#### Objective:
Translate this sentence from the passage on Mrs. Potiphar into Spanish: "The love that has lain latent within her bosom, or burned with friendship's unconsuming flame, awakes like smoldering embers fanned by desert winds and fed with camphor wood, enveloping all her world."

#### Passage:

▼

Already Joseph's handsome face is haunting her--already
she is dreaming o'er the happy hours by Nilus' bank, where
first he praised her wondrous beauty--beneath the
nodding palms when the fireflies blazed and the bulbul
poured its song. The love that has lain latent within her
bosom, or burned with friendship's unconsuming flame,
awakes like smoldering embers fanned by desert winds and
fed with camphor wood, enveloping all her world. She
longs to leave the loveless life with her sullen lord; to cast
from her as things accursed the gaudy robes and glittering
gems; to fly with the shepherd lad to the deep cool forests
of the far east and dream her life away in some black tent
or vine-embowered cot--to take his hand in hers and
wander on to the world's extreme verge, listening to the
music of his voice. The great house, once her pride, has
become a grewsome prison, the jailer a grizzly gorgon who
conjured her with the baleful gleam of gold to cast her
beauty on Mammon's brutish shrine. She hardens her
heart against him and pities herself, as wives are wont to
do who have dragged the dear honor of their husbands in
the dust--she persuades herself that love has cast radiant
glory about her guilt and sanctified her shame. Oh woman,
what a paradox thou art! When the descending sun
touched the horizon's rim Mrs. Potiphar could have plunged
a poisoned dagger through the heart of her paramour and
mocked his dying moan; the great globe of fire has not bid
the world good night, yet she is weeping because of the
bitter words with which she drove him forth.

▲

#### Supplied records:
▼

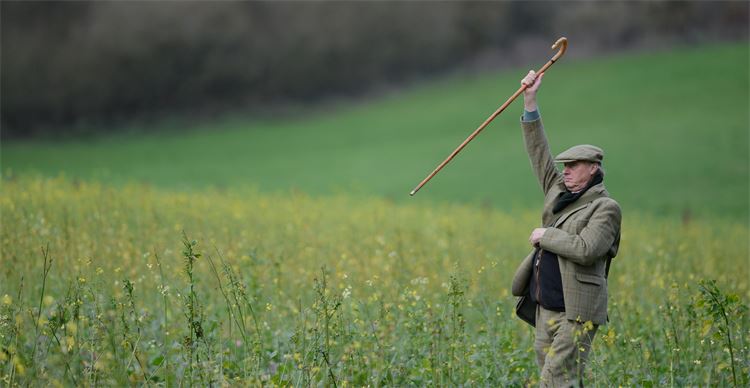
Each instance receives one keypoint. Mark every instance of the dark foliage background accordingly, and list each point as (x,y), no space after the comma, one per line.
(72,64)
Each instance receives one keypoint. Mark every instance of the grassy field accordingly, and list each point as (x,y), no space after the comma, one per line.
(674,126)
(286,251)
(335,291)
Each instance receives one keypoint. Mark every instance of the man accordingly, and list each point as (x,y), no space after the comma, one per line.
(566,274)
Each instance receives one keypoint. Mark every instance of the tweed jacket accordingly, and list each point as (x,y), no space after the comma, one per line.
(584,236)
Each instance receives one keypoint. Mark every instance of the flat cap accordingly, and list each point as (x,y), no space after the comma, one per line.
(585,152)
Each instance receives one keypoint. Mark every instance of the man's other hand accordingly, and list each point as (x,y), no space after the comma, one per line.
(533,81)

▲
▼

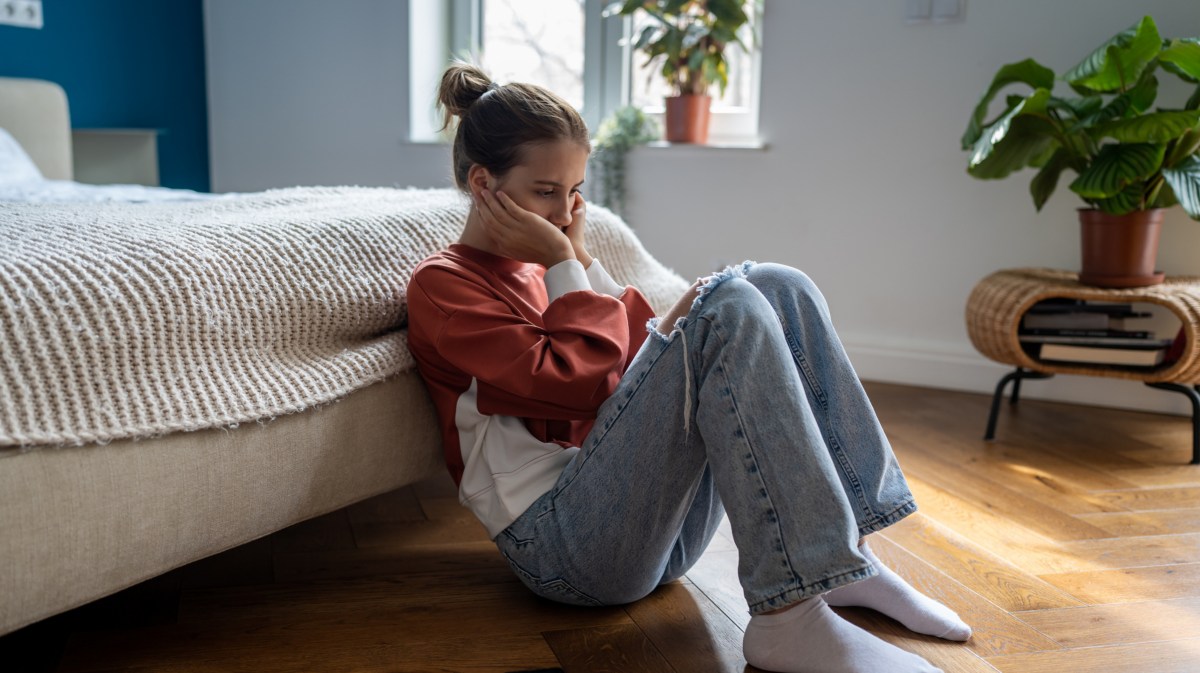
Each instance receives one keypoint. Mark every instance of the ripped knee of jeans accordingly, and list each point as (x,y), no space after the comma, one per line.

▲

#### Result of the task:
El amor que ha permanecido latente en su pecho, o que ha ardido con la llama de la amistad, que no consume, despierta como brasas humeantes avivadas por los vientos del desierto y alimentadas con madera de alcanfor, envolviendo todo su mundo.